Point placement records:

###

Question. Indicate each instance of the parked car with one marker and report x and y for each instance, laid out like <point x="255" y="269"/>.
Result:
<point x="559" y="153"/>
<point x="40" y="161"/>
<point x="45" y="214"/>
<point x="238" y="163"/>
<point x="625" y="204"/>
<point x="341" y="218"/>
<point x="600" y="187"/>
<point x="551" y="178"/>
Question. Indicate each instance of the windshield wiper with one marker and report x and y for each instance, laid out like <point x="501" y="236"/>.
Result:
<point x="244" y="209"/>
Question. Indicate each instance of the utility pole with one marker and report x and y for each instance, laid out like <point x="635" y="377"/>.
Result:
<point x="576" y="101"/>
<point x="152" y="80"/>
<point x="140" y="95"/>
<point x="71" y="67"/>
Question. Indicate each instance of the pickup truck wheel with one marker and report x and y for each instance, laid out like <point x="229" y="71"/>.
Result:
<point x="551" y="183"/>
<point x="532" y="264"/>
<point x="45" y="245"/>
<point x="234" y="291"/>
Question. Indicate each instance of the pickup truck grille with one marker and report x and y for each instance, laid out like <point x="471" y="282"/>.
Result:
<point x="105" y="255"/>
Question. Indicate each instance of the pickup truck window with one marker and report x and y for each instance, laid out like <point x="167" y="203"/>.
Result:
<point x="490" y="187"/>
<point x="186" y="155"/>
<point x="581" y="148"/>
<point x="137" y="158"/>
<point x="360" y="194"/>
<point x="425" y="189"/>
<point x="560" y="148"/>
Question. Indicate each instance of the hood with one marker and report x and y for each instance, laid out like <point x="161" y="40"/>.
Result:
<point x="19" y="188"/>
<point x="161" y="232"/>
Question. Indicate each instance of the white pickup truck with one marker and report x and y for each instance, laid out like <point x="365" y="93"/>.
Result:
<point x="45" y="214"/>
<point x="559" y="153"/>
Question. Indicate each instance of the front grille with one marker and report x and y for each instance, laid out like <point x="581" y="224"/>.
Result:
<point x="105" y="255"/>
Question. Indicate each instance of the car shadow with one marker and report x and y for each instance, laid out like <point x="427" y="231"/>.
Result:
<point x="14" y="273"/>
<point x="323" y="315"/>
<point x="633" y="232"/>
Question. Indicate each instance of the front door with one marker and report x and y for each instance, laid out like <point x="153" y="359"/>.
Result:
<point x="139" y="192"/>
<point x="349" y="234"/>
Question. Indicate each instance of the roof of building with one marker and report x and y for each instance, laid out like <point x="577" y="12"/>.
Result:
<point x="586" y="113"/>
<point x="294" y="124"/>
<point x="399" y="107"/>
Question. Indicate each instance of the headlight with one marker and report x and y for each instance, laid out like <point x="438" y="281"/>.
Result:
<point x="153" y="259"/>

###

| Instruction |
Recite the full listing above exactly.

| Worked solution |
Question. Indicate each instance of the parked car with one marker and report x and y for each instance, laid out like <point x="255" y="269"/>.
Result:
<point x="559" y="153"/>
<point x="40" y="161"/>
<point x="45" y="214"/>
<point x="238" y="163"/>
<point x="625" y="204"/>
<point x="341" y="218"/>
<point x="600" y="187"/>
<point x="551" y="178"/>
Question. Indicate each instance of the windshield wiper with one marker and report x and y for each instance, laid out like <point x="501" y="236"/>.
Result:
<point x="244" y="209"/>
Question. Indicate each instance of the utility pole with one marker and report x and y for each instance, laid out like <point x="635" y="377"/>.
Result:
<point x="576" y="101"/>
<point x="152" y="80"/>
<point x="140" y="95"/>
<point x="71" y="67"/>
Question. Indicate each instance of the pickup truck wheel with one marker and report x and y for each instance, laid out like <point x="229" y="71"/>.
Result:
<point x="551" y="183"/>
<point x="532" y="264"/>
<point x="45" y="245"/>
<point x="234" y="291"/>
Question. Indicate each instance of the pickup truck grille with one marker and report x and y for each instance, laid out like <point x="471" y="282"/>.
Result:
<point x="105" y="255"/>
Question. Indicate each instance of the pickup truck window with one marker and report x and y for each instance, laid out like <point x="167" y="203"/>.
Result:
<point x="490" y="187"/>
<point x="186" y="155"/>
<point x="581" y="148"/>
<point x="137" y="158"/>
<point x="360" y="194"/>
<point x="425" y="189"/>
<point x="560" y="148"/>
Question. Indicate each instance of the hood with one marker and report x and y for each instance, laid out like <point x="161" y="40"/>.
Result:
<point x="19" y="188"/>
<point x="161" y="232"/>
Question. Indicate each instance of the white pickup truck with one marker and report x and y for each instance, laid out like <point x="365" y="93"/>.
Result:
<point x="45" y="214"/>
<point x="559" y="153"/>
Question. Indicate each instance of the front grille with one marker and report x and y for each instance, laid out like <point x="581" y="224"/>.
Result:
<point x="105" y="255"/>
Question. Indicate each instance of the car shadow with one marker and report x and y for each instance, laid out like <point x="427" y="231"/>.
Result:
<point x="14" y="273"/>
<point x="323" y="315"/>
<point x="633" y="232"/>
Question. Indicate each instance of the front door with one marker and report x and y for each instance, laid out like <point x="153" y="359"/>.
Result:
<point x="139" y="192"/>
<point x="349" y="234"/>
Question. Indicate each instance of the roof of building with one marker and report x and y for each instance, laid out like <point x="577" y="12"/>.
Result:
<point x="586" y="113"/>
<point x="294" y="124"/>
<point x="399" y="107"/>
Question. Indicate each instance of the headlight with one marker and report x and y for each instance, laid out like <point x="438" y="281"/>.
Result:
<point x="153" y="259"/>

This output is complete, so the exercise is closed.